Task directions -> From the contractor agreement below, print word for word the span that begins at the words "184.108.40.206 Delivery. Contractor" and stops after "to this Agreement.".

[start Page text]

INDEPENDENT CONTRACTOR AGREEMENT
Veryfier, Inc. offers this Agreement for any party who wishes to become a Veryfier. For purposes of this Agreement, “Contractor” is referring to any Veryfier participating in the App.
1.1 Nature of Services. Contractor will perform a variety of services associated with jobs they are qualified for, as discussed through the App (“Services”). The Services have been specially ordered and commissioned by any individual buyer. To the extent the Services include materials subject to copyright, Contractor agrees that the Services are done as “work made for hire” as that term is defined under U.S. copyright law, and that as a result, Veryfier, Inc. will own all copyrights in the Services. Contractor will perform such services in a diligent and workmanlike manner, in accordance with the description and timeline in any one advertisement. The content, style, form and format of any work product of the Services shall be completely satisfactory to Veryfier, Inc. and shall be consistent with Veryfier, Inc.’s standards. Contractor hereby grants Veryfier, Inc. the right, but not the obligation, to use and to license others the right to use Contractor's name, voice, signature, photograph, likeness and biographical information in connection with and related to the Services.
184.108.40.206 Delivery. Contractor shall deliver all materials as required by any given accepted job, in accordance with the posted advertisement. These materials and the Report sent to Veryfier, Inc., must also be completed in accordance with the time restrictions outlined in an advertisement. Contractor is not guaranteed payment for any job if it is not completed in full and in accordance with its corresponding advertisement.
220.127.116.11 Compliance with Local Laws. Contractor shall comply with all applicable federal, state and local laws and regulations in connection with its Services pursuant to this Agreement.

[end Page text]
[start Data]

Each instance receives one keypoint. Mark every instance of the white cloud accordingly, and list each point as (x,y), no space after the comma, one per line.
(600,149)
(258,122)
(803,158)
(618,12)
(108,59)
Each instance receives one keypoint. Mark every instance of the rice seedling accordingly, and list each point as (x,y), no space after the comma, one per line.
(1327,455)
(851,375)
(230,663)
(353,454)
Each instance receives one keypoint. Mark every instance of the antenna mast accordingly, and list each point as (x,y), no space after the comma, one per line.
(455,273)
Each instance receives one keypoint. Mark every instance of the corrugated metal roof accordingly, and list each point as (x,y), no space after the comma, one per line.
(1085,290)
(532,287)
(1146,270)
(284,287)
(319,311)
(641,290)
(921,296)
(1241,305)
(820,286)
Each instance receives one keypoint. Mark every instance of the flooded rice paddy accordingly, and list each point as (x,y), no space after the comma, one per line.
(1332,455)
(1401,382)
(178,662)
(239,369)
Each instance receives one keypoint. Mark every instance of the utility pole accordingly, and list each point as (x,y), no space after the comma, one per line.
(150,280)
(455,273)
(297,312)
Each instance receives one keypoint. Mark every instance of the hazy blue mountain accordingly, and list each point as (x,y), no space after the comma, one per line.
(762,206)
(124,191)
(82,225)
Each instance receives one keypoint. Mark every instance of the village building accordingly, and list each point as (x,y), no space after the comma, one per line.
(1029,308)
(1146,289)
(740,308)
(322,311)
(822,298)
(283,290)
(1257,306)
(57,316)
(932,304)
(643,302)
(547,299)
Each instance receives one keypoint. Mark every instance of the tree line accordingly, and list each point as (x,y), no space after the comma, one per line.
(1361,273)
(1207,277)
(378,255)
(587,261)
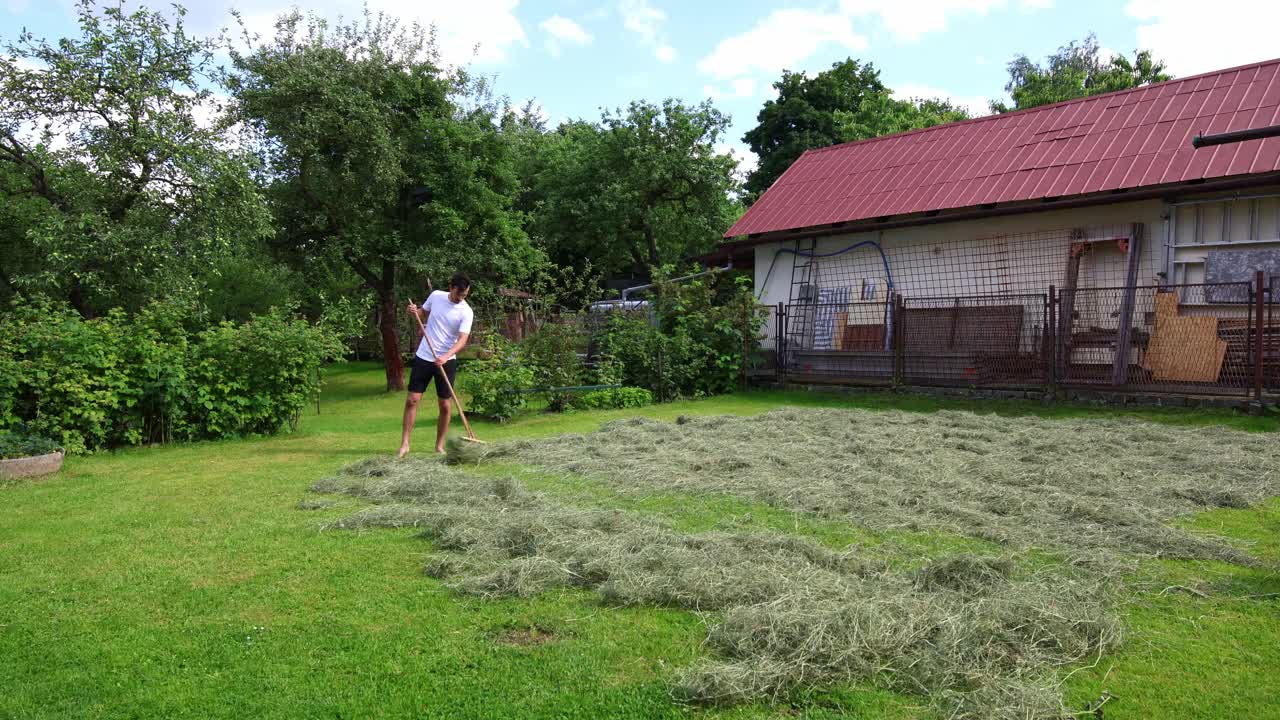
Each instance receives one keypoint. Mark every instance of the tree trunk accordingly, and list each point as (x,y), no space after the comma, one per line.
(394,367)
(652,242)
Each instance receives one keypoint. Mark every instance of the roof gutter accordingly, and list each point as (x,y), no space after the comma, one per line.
(1088,201)
(1237,136)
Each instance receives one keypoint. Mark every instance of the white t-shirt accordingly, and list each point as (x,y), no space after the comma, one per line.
(444,323)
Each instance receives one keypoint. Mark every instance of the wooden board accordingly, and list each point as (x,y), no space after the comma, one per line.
(863,337)
(1183,349)
(1160,347)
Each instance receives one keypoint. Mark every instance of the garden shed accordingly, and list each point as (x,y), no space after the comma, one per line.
(1082,242)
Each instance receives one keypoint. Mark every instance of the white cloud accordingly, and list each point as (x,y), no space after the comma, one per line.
(641,18)
(566,30)
(647,21)
(744,87)
(909,21)
(780,41)
(1194,39)
(974,104)
(563,30)
(740,87)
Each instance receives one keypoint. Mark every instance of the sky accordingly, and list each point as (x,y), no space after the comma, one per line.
(575,58)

[end Data]

Solution to the problem ->
184.108.40.206 Delivery. Contractor shall deliver all materials as required by any given accepted job, in accordance with the posted advertisement. These materials and the Report sent to Veryfier, Inc., must also be completed in accordance with the time restrictions outlined in an advertisement. Contractor is not guaranteed payment for any job if it is not completed in full and in accordance with its corresponding advertisement.
220.127.116.11 Compliance with Local Laws. Contractor shall comply with all applicable federal, state and local laws and regulations in connection with its Services pursuant to this Agreement.